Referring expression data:

········

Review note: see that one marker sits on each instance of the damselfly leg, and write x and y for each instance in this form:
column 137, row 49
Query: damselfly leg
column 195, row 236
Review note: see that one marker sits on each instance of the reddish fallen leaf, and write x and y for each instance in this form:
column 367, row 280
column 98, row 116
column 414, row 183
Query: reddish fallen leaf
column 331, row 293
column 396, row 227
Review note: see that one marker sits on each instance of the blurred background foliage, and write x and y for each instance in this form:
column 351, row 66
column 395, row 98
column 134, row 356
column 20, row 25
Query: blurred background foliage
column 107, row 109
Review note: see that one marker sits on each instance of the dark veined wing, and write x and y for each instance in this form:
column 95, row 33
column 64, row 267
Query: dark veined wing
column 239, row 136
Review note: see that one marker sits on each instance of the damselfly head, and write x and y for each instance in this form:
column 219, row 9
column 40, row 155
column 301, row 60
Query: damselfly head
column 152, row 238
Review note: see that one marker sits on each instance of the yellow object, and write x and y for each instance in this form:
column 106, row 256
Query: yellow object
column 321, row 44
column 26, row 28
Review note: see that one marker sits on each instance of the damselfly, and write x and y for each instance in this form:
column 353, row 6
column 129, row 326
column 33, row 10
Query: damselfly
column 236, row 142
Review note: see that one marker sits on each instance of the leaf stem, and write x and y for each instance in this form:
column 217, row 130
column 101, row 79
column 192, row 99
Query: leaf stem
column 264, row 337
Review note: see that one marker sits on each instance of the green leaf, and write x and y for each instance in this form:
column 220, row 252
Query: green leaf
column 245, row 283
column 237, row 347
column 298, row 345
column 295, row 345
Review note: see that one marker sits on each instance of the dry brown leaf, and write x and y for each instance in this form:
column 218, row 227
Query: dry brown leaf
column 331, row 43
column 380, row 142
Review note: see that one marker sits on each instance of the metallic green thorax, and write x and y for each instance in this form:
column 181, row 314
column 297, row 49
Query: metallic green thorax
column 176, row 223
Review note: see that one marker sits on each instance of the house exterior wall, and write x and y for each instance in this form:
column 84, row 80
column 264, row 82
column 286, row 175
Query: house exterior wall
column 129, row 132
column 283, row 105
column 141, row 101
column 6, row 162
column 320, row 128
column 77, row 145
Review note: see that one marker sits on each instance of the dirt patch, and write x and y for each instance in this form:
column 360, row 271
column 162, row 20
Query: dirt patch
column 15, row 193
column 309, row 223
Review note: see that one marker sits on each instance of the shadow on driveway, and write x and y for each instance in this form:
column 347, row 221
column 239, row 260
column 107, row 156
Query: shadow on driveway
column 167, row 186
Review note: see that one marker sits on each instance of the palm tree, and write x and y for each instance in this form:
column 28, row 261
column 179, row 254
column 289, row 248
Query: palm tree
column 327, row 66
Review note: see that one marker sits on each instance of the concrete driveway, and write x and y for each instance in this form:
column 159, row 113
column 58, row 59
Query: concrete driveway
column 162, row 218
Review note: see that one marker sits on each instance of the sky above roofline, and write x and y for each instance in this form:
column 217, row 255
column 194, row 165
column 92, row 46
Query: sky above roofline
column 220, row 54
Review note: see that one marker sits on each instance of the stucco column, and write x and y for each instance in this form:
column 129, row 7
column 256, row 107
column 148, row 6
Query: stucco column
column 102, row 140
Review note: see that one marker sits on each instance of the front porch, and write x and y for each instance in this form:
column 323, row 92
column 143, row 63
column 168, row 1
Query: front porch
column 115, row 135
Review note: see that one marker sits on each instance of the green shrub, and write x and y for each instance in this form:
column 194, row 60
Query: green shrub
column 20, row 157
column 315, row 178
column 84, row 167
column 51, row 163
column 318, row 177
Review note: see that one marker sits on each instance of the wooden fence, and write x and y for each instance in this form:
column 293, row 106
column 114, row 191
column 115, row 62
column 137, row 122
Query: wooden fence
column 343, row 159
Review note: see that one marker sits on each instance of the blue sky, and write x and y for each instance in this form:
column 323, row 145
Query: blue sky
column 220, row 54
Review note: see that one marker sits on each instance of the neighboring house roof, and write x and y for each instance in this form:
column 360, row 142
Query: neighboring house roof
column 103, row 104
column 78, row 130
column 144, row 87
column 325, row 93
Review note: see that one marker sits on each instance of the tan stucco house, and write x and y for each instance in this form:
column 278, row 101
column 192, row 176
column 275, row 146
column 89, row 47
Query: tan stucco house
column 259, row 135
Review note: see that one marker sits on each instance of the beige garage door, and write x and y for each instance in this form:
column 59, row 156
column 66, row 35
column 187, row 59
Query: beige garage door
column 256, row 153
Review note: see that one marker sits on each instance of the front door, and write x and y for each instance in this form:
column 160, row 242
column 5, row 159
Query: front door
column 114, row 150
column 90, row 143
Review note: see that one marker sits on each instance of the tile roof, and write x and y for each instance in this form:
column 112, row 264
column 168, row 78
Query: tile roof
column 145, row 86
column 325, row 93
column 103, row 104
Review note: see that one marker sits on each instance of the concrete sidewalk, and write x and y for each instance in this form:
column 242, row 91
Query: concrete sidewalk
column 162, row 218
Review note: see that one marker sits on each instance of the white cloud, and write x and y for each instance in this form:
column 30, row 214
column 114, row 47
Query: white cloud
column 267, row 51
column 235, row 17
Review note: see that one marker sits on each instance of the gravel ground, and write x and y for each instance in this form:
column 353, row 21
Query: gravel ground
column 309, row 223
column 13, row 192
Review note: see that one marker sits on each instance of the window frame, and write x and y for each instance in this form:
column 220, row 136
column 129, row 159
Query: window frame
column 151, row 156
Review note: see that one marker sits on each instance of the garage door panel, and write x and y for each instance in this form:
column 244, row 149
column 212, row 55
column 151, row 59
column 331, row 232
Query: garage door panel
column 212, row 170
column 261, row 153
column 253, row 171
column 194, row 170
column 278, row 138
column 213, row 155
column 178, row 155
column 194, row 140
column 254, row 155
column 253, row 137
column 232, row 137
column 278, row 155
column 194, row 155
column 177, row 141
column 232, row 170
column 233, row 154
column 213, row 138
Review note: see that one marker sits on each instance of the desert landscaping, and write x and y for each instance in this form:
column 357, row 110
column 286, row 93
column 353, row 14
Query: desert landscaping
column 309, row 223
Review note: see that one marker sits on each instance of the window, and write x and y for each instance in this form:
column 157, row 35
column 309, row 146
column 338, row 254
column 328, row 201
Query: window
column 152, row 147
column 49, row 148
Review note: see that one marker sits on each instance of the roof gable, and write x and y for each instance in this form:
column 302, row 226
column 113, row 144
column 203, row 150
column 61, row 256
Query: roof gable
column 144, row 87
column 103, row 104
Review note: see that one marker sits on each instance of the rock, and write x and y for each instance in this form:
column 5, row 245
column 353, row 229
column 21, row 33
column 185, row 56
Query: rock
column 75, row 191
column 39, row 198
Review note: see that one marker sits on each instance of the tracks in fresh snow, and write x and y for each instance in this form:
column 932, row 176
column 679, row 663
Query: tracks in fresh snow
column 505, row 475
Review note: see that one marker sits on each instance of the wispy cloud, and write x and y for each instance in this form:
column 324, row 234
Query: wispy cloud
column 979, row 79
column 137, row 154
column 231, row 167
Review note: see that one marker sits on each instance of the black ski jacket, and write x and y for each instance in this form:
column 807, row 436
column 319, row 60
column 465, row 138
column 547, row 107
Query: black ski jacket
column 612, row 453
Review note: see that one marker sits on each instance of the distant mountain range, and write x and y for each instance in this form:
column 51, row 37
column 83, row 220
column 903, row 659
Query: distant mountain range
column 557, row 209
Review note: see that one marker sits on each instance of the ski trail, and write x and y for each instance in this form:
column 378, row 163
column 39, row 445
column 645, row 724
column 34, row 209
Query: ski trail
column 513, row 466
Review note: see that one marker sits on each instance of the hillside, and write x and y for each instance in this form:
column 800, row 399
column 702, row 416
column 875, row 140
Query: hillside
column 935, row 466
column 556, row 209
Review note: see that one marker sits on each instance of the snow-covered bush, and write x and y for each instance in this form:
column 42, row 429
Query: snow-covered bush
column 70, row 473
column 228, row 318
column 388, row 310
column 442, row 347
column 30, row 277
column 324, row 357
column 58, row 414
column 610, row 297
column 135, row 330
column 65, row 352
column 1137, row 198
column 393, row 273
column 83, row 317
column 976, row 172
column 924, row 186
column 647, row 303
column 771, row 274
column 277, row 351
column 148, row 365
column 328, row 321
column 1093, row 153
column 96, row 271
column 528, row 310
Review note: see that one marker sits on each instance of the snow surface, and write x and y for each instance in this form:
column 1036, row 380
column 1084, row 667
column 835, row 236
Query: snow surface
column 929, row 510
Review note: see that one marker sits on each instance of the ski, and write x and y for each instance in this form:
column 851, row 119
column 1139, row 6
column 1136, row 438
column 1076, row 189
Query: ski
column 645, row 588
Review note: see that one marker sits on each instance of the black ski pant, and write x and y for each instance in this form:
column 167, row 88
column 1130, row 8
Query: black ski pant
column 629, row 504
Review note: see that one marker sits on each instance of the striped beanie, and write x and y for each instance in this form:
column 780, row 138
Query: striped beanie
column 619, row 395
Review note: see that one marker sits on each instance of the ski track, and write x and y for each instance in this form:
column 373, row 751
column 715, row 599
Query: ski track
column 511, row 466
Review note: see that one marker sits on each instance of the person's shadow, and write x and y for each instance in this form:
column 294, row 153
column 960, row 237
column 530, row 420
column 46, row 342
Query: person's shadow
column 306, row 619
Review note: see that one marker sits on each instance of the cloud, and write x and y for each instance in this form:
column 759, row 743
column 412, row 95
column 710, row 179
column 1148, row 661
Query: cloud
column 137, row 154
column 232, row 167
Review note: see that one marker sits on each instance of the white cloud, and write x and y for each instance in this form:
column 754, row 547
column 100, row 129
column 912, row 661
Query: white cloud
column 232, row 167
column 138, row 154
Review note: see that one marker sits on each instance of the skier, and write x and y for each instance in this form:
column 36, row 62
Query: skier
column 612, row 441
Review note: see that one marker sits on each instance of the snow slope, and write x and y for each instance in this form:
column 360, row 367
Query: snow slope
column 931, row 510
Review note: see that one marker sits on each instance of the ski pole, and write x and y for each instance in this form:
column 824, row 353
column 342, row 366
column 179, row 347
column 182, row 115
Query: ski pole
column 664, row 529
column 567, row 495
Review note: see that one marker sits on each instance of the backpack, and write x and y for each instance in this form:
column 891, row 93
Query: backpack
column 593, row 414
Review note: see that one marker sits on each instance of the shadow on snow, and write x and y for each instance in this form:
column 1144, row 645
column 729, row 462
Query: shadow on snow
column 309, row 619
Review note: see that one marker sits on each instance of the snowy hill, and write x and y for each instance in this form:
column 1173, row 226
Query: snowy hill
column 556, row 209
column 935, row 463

········

▸ Exercise description: Write out exactly the lines that fall from the line with "column 378, row 163" to the line with "column 46, row 342" in the records above, keeping both ends.

▸ Answer box:
column 378, row 163
column 39, row 445
column 645, row 724
column 34, row 209
Query: ski trail
column 513, row 466
Review note: see that one marker sits on each instance of the hillside, and write x and y for each instance in this form:
column 800, row 399
column 702, row 416
column 875, row 140
Query: hillside
column 935, row 466
column 556, row 209
Review note: see that one marker sits on each instance of the snow-covered bush, and write x and y for each instance in this form:
column 42, row 429
Query: snow-covered bush
column 70, row 473
column 228, row 318
column 388, row 310
column 442, row 347
column 30, row 277
column 324, row 357
column 58, row 414
column 610, row 297
column 135, row 330
column 65, row 352
column 1137, row 198
column 393, row 273
column 83, row 317
column 976, row 172
column 924, row 186
column 647, row 303
column 771, row 274
column 277, row 351
column 148, row 365
column 328, row 321
column 1093, row 153
column 96, row 271
column 528, row 310
Review note: see that one marker sits on each instance of the snow surface, and write x and y for each instance in this form:
column 1036, row 380
column 1084, row 667
column 835, row 236
Query: snow surface
column 929, row 510
Review note: see that one marker sits on each instance of the ski, and write x and y for each instance in this form:
column 851, row 119
column 1139, row 6
column 1136, row 438
column 1076, row 189
Query: ski
column 645, row 588
Review note: see that one marker sits on each instance of the black ski pant, and write x and y for each instance in this form:
column 167, row 88
column 1130, row 8
Query: black ski pant
column 629, row 504
Review note: see that one marker sits on each instance of the striped beanie, and write x and y for each instance in this form:
column 780, row 138
Query: striped beanie
column 619, row 395
Review note: see that one marker sits on each instance of the ski track, and write x and y for each instance in this form:
column 373, row 751
column 715, row 599
Query: ski track
column 511, row 466
Review note: see that one marker sits on each instance of the person's shadow, and write x and y for each instance in this form:
column 294, row 153
column 960, row 237
column 530, row 420
column 46, row 342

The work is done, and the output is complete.